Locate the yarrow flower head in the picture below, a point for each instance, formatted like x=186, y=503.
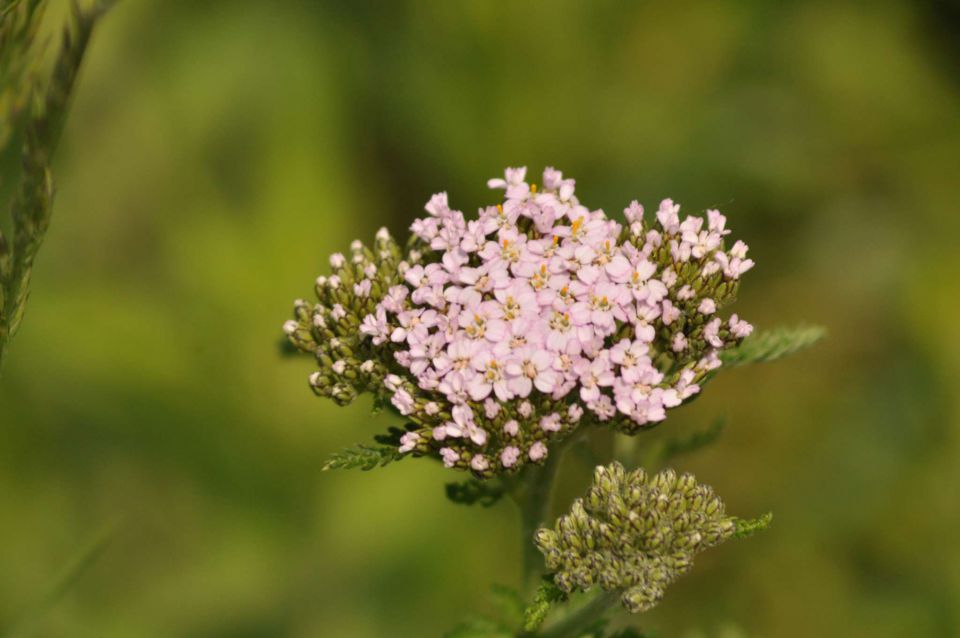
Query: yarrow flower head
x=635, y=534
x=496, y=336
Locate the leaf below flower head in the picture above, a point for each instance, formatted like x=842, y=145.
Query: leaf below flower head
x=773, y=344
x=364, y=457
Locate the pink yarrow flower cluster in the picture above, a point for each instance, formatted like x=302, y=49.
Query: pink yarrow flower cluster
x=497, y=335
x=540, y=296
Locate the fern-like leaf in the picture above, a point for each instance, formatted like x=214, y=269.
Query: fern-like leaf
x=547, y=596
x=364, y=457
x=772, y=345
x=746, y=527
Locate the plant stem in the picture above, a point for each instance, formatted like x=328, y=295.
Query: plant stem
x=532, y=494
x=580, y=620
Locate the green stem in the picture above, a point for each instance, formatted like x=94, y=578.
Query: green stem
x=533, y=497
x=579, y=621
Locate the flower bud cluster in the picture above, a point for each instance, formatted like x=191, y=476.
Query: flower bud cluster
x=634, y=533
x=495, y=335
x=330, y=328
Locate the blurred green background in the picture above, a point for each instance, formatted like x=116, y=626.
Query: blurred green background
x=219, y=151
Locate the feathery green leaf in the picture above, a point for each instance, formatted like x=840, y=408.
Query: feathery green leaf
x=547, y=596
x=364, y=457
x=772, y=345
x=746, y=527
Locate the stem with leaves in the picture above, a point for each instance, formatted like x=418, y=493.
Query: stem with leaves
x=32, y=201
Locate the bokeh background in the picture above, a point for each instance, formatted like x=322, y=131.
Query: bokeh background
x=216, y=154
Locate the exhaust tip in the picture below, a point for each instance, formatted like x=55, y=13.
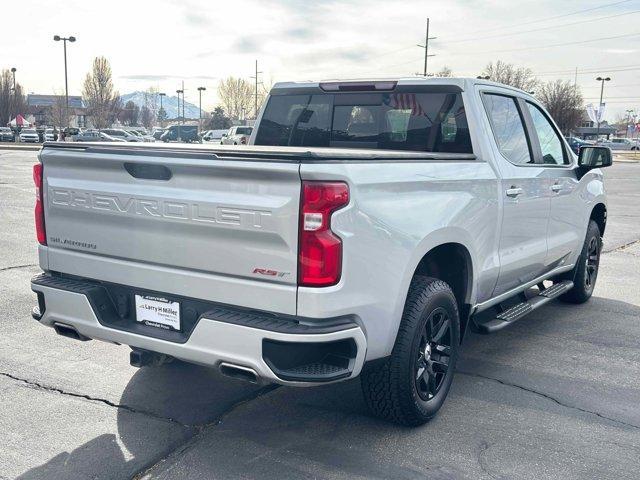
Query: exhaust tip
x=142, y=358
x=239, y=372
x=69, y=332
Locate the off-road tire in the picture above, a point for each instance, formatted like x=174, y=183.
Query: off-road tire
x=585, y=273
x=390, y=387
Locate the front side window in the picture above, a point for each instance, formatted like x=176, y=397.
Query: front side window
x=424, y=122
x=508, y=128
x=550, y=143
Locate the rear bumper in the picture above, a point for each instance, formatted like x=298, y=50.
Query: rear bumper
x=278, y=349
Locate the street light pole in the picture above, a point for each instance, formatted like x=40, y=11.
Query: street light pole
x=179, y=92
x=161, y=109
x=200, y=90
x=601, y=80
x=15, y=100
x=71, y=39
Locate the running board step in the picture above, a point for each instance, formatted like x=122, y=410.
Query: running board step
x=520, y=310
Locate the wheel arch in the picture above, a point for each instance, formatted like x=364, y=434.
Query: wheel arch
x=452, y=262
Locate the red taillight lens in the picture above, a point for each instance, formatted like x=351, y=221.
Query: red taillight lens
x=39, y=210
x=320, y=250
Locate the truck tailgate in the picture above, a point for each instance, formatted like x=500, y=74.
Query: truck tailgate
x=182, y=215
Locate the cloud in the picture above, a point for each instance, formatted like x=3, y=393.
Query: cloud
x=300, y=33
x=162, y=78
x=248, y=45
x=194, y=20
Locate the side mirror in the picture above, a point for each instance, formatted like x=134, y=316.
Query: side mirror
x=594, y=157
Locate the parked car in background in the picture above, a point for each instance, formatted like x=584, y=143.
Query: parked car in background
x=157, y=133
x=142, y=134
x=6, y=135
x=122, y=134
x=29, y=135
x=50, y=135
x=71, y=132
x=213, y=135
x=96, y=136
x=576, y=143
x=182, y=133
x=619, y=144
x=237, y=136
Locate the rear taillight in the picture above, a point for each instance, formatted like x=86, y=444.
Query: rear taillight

^^^^^^^^

• Exercise requirements
Reproduce the part of the records that opens with the line containing "Locate the pink" and closes with the line containing "x=579, y=621", both lines included, requests and all. Multiply every answer coordinate by 2.45 and round to whole numbers, halves up. Leave the numbers in the requests and their format samples as they are.

• Answer to the problem
Locate the pink yarrow flower cluster in the picture above, a point for each instance, formatted like x=302, y=49.
Query: pink yarrow flower cluster
x=1218, y=821
x=1323, y=725
Locate the fern-like leaf in the picture above, a point for each instance, formatted like x=214, y=269.
Query: fern-like leaf
x=1340, y=1460
x=892, y=1120
x=1891, y=845
x=1828, y=1291
Locate the plant stem in the picture above, a point for each instance, formatted like x=328, y=295.
Query: plant stem
x=1303, y=1210
x=1421, y=1519
Locate the green stem in the picture above, a point for each instance, formatted like x=94, y=578.
Query: green stem
x=1306, y=1218
x=1419, y=1521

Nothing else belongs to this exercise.